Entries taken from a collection
————————

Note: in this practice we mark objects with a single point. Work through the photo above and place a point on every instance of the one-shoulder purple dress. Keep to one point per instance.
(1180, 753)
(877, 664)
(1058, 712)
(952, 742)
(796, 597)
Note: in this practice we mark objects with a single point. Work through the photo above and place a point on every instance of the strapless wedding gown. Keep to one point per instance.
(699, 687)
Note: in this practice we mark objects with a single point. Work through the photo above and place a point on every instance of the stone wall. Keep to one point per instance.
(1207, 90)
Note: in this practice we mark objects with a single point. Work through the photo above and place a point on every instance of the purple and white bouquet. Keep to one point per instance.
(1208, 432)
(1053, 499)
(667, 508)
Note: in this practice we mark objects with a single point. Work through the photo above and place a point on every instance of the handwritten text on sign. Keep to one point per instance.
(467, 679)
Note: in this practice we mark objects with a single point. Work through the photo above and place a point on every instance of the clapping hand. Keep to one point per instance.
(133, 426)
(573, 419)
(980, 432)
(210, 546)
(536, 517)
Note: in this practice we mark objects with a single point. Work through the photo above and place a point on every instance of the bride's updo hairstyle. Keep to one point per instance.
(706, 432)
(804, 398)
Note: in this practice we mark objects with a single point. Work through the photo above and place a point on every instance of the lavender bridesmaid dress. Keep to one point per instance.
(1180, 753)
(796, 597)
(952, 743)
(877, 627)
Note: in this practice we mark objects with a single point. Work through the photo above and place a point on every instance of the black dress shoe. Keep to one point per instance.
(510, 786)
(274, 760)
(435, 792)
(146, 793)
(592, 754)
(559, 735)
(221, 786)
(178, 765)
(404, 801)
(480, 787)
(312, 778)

————————

▶ [GIVEN EXERCISE]
Please repeat the material word for word, starting at the line that contains "hairstyle. Keep to one point per instance." and continuing through the end of the material, with both ends included.

▶ [PROBLEM SOLUTION]
Note: in this practice we mark objects with a single point. Work through the photo above and place a point on every instance of the bride's updo hairstyle. Keep to one point per instance.
(706, 432)
(804, 398)
Note: in this practice we mark objects with a single point. Work through the photo above and place a point on every instance of the lavender bridesmaid dress. Keep to one point per instance.
(1180, 753)
(796, 597)
(952, 743)
(877, 627)
Note: in this practice we mark objects with a single point. Work through the photo above and place a point on every instance of the black dress shoe. Keep to one point per instance.
(510, 786)
(274, 760)
(435, 792)
(146, 793)
(592, 754)
(559, 735)
(221, 786)
(178, 765)
(404, 801)
(480, 787)
(312, 778)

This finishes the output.